### Exercise details
Give back the data in full. Leave nothing out.

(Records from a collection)
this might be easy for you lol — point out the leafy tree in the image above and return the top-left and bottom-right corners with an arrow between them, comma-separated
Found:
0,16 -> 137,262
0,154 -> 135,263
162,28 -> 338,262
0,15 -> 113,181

### Exercise solution
this might be easy for you lol — point out the leafy tree in the image above and return the top-left and bottom-right corners with an arrow between them, comma-separated
Found:
0,16 -> 137,262
0,154 -> 135,263
162,28 -> 338,262
0,15 -> 113,181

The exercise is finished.